Location entries:
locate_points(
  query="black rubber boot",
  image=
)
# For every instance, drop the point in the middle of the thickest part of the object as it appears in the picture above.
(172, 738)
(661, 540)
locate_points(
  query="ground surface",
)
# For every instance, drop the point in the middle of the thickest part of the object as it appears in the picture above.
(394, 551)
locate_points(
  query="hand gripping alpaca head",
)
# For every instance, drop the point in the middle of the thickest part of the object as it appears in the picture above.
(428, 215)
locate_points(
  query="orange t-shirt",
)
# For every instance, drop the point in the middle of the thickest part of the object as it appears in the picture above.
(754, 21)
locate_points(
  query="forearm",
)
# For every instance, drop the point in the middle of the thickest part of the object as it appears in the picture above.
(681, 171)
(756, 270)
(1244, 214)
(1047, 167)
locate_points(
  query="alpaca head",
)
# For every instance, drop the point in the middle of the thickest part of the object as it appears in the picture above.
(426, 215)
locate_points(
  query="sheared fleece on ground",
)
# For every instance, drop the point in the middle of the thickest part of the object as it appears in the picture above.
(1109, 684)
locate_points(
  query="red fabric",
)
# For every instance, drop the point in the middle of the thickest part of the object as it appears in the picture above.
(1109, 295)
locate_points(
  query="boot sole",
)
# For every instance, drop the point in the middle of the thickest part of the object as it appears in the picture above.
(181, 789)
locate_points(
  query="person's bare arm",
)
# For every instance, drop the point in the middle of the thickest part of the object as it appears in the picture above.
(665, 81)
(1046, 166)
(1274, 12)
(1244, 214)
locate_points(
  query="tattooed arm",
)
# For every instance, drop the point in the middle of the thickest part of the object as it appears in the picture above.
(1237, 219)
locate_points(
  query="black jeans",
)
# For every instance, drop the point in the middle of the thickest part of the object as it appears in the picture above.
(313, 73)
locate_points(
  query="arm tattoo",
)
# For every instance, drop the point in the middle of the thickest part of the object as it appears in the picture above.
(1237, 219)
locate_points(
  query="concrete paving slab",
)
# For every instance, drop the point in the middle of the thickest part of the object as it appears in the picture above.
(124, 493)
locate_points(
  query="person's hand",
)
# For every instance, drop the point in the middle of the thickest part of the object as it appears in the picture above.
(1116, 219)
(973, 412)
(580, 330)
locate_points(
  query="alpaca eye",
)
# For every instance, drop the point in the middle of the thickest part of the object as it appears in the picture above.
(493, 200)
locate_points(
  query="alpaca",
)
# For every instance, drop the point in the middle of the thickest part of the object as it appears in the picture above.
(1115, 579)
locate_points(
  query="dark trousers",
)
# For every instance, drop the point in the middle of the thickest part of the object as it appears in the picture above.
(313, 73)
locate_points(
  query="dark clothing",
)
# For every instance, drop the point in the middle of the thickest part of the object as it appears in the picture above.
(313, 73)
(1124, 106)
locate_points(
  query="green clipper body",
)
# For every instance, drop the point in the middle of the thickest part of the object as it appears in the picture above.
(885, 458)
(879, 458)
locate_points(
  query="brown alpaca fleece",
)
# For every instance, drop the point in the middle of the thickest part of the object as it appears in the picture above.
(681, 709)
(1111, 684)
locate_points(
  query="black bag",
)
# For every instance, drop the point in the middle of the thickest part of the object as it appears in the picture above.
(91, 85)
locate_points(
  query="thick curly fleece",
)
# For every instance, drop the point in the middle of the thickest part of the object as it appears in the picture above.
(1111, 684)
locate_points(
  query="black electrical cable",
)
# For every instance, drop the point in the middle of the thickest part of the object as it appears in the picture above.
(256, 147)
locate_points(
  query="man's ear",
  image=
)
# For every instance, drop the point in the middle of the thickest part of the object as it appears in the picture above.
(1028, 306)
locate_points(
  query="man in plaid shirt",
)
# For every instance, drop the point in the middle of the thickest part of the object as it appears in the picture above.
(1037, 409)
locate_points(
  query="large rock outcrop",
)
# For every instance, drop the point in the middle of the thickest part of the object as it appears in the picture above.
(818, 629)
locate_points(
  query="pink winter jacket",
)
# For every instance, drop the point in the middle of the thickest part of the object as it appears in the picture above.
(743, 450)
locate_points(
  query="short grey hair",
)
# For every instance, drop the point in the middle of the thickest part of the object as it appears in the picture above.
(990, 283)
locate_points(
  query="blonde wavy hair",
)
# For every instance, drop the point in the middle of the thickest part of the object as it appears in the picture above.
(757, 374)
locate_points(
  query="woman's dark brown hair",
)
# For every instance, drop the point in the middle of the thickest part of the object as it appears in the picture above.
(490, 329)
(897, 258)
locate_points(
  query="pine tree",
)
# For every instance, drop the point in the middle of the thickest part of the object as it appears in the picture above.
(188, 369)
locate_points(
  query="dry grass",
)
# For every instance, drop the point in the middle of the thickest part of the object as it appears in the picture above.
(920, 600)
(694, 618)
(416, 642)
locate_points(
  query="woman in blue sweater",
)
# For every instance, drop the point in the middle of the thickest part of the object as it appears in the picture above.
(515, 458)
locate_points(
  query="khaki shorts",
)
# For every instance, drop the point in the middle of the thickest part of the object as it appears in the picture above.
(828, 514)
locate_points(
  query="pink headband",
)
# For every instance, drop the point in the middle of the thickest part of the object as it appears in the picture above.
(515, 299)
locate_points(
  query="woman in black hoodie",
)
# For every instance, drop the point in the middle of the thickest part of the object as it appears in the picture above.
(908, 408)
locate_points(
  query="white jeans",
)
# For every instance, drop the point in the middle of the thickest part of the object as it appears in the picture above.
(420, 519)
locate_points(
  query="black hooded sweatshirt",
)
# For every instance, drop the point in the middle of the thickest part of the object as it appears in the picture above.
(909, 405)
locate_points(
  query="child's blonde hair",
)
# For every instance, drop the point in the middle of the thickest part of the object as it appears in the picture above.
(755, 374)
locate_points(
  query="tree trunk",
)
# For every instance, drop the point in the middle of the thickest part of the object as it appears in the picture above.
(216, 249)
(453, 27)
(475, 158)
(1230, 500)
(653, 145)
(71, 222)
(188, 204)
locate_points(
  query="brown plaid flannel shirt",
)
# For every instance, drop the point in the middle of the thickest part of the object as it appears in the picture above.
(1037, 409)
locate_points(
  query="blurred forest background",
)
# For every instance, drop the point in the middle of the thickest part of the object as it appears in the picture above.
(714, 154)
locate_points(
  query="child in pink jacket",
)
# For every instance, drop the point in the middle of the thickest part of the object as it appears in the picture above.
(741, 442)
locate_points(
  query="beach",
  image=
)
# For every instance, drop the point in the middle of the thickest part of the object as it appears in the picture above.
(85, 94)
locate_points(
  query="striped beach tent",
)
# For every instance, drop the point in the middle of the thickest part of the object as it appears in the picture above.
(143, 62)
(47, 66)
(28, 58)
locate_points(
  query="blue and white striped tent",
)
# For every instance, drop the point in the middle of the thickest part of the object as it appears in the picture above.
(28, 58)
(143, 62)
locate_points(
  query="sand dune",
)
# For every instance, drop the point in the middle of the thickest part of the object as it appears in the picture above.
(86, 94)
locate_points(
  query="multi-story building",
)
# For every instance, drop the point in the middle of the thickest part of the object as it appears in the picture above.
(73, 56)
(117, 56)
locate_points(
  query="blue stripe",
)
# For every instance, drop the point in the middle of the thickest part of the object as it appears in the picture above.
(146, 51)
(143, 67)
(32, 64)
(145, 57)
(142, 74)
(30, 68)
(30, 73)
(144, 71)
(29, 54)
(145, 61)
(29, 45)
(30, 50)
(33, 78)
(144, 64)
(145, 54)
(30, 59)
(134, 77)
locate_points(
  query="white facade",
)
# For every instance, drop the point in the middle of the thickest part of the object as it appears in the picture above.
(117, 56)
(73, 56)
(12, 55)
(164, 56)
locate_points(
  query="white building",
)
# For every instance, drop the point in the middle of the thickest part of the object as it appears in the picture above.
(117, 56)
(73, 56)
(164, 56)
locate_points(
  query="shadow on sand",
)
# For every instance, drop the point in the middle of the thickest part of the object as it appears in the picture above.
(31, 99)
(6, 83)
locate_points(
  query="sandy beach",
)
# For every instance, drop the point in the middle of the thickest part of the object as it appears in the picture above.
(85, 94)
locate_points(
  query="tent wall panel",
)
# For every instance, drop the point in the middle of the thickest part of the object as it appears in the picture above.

#### Exercise description
Collect every line in the records above that contains the word "pink", matching case exactly.

#### Reply to the task
  query="pink winter jacket",
  query="pink headband",
  query="child in pink jacket",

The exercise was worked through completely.